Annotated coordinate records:
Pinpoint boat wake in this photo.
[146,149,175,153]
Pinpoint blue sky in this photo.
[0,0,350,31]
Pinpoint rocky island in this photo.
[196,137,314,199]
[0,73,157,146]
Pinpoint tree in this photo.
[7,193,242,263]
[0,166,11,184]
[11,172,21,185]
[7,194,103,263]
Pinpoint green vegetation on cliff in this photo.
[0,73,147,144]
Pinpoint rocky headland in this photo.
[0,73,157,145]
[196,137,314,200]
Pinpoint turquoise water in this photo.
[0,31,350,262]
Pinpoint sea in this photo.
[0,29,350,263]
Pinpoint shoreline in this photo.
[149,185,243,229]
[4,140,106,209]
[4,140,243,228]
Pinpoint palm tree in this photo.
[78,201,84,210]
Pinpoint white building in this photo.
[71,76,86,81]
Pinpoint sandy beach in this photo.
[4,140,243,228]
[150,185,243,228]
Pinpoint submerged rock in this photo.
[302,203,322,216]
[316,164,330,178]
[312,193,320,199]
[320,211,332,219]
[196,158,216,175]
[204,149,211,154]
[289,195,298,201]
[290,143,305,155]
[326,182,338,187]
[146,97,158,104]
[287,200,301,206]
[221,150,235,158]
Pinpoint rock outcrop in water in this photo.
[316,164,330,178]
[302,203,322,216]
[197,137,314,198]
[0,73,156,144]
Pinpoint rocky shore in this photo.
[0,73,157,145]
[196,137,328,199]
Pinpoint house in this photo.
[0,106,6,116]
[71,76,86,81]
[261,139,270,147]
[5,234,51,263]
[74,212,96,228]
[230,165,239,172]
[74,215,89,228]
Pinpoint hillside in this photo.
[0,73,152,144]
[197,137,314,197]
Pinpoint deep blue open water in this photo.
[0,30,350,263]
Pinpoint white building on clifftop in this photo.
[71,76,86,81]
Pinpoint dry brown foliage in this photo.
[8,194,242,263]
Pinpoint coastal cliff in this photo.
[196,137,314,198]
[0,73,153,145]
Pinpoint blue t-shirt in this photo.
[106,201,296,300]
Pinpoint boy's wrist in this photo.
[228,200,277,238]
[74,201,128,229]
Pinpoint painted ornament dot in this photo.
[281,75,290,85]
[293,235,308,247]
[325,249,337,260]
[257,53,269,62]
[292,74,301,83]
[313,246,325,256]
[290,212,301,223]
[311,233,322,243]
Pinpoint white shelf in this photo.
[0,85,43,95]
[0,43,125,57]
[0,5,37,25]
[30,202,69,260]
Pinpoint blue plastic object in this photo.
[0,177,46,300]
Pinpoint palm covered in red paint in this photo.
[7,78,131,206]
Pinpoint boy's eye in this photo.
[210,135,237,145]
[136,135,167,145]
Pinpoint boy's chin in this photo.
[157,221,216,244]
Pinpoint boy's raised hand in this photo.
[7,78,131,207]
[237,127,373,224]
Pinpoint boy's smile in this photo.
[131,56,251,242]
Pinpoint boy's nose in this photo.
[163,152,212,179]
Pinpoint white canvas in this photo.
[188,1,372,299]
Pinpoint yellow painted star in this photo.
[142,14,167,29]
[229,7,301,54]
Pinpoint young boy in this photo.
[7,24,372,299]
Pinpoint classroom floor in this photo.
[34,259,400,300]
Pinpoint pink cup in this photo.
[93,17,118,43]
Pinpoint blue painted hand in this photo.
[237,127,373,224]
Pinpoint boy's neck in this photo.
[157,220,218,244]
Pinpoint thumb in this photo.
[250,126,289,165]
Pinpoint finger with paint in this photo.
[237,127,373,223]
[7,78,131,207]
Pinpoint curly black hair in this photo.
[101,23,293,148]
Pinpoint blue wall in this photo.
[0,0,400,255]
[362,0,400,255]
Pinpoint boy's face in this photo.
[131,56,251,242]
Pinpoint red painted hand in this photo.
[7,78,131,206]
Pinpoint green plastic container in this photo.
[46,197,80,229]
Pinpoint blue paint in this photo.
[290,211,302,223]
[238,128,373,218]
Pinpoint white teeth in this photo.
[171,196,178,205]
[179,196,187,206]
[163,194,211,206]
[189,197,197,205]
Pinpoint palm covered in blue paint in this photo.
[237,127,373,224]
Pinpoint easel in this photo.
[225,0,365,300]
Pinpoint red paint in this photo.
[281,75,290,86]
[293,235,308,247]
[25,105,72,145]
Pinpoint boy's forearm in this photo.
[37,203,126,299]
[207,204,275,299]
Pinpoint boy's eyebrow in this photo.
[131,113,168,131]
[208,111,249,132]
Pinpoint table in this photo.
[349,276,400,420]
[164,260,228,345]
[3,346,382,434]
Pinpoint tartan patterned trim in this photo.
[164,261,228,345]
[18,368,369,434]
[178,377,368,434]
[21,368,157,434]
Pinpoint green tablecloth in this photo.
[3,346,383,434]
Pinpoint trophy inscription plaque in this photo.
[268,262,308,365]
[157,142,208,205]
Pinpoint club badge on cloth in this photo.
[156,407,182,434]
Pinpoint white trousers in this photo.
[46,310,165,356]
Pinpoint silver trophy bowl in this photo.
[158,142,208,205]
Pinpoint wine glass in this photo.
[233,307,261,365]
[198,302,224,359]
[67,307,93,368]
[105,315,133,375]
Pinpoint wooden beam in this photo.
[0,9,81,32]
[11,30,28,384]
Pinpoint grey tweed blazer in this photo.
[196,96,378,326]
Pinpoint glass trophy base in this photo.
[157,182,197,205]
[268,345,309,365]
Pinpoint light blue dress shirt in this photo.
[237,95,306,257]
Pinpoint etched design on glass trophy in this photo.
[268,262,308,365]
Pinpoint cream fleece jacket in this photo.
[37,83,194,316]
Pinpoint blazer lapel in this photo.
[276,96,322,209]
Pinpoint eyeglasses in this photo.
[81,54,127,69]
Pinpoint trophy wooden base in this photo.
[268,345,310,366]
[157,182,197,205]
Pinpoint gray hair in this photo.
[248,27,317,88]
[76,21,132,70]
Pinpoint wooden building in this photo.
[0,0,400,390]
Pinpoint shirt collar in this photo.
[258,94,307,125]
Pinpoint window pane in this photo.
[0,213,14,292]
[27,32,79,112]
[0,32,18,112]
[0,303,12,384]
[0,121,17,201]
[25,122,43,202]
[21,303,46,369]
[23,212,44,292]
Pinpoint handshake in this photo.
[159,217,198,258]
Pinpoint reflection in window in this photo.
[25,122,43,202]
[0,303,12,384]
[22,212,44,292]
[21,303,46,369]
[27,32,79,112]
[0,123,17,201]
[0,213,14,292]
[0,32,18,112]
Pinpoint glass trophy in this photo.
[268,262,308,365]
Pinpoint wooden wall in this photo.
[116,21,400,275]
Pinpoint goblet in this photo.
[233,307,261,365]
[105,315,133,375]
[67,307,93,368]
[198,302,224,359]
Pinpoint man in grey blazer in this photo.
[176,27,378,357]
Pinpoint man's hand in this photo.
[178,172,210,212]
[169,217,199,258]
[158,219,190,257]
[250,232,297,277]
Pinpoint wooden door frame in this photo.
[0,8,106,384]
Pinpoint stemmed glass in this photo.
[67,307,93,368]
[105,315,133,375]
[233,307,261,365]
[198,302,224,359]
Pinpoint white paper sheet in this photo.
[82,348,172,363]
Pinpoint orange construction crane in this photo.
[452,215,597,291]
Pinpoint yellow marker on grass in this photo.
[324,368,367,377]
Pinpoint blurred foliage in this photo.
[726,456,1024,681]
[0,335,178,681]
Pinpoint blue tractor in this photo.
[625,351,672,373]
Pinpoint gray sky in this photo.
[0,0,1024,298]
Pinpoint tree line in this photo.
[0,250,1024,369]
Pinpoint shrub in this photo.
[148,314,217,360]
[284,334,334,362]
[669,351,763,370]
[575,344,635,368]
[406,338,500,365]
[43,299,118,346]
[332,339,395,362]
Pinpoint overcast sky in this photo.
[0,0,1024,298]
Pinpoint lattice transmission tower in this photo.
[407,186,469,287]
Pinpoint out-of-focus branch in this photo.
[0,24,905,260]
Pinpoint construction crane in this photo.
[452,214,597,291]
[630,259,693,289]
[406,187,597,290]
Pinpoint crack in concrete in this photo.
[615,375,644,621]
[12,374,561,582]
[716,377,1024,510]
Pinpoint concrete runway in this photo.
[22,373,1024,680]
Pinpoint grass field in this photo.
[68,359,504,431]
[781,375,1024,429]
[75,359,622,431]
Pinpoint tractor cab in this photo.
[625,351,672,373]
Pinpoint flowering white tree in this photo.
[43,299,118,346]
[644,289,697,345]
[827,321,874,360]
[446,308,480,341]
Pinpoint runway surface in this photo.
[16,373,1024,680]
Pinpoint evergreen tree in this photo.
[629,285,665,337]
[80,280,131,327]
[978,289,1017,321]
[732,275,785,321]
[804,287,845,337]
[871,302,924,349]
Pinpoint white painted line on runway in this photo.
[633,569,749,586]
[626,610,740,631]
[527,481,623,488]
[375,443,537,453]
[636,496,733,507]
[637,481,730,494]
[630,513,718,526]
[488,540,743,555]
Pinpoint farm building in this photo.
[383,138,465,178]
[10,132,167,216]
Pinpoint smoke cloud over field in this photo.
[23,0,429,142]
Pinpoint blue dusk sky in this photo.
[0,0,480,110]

DESCRIPTION OF THE TASK: Convert the records starting at the line containing "Pinpoint green tablecloth in this photo." and ending at the line containing "[250,232,297,277]" into a JSON list of strings, one string per line, with blank lines omitted.

EXPECTED OUTPUT:
[
  "Pinpoint green tablecloth in this photo.",
  "[3,346,383,434]",
  "Pinpoint trophy inscription plaque in this photo.",
  "[268,262,308,365]",
  "[157,142,208,205]",
  "Pinpoint club badge on cloth in this photo.",
  "[156,407,182,434]",
  "Pinpoint white trousers in this photo.",
  "[46,310,165,356]",
  "Pinpoint silver trophy bowl in this photo.",
  "[158,142,208,205]",
  "Pinpoint wine glass in this photo.",
  "[233,307,261,365]",
  "[198,302,224,359]",
  "[67,307,93,368]",
  "[105,315,133,375]",
  "Pinpoint wooden beam in this photo.",
  "[0,9,81,32]",
  "[11,30,28,384]",
  "Pinpoint grey tweed blazer in this photo.",
  "[196,96,378,326]",
  "Pinpoint glass trophy base in this photo.",
  "[157,182,197,205]",
  "[268,345,309,365]",
  "Pinpoint light blue dress shirt in this photo.",
  "[237,95,306,257]",
  "Pinpoint etched design on glass trophy in this photo.",
  "[268,262,308,365]",
  "Pinpoint cream fleece jacket in this photo.",
  "[37,83,194,316]",
  "Pinpoint blazer lapel in this photo.",
  "[276,96,322,209]",
  "Pinpoint eyeglasses in this photo.",
  "[81,54,127,69]",
  "Pinpoint trophy wooden base in this photo.",
  "[268,345,310,366]",
  "[157,182,197,205]",
  "Pinpoint gray hair in this photo.",
  "[248,27,317,88]",
  "[76,21,132,70]",
  "Pinpoint wooden building in this photo.",
  "[0,0,400,390]",
  "Pinpoint shirt collar in this photo.",
  "[258,94,307,125]",
  "Pinpoint window pane in this photo.",
  "[0,213,14,292]",
  "[27,32,79,112]",
  "[0,32,18,112]",
  "[0,303,12,384]",
  "[0,121,17,201]",
  "[25,122,43,202]",
  "[21,303,46,369]",
  "[23,212,44,292]",
  "Pinpoint handshake in this photo.",
  "[159,217,198,258]",
  "Pinpoint reflection in window in this photo.",
  "[25,122,43,202]",
  "[0,303,12,384]",
  "[22,212,44,292]",
  "[21,303,46,369]",
  "[27,32,79,112]",
  "[0,123,17,201]",
  "[0,213,14,292]",
  "[0,32,18,112]",
  "Pinpoint glass trophy in this photo.",
  "[268,262,308,365]",
  "Pinpoint wooden wall in this photo.",
  "[116,21,400,275]",
  "Pinpoint goblet in this photo.",
  "[233,307,261,365]",
  "[105,315,133,375]",
  "[67,307,93,368]",
  "[198,302,224,359]",
  "Pinpoint man in grey blazer in this photo.",
  "[176,27,378,357]",
  "Pinpoint man's hand in this photo.",
  "[178,172,210,212]",
  "[169,217,199,258]",
  "[158,219,190,257]",
  "[250,232,297,277]"
]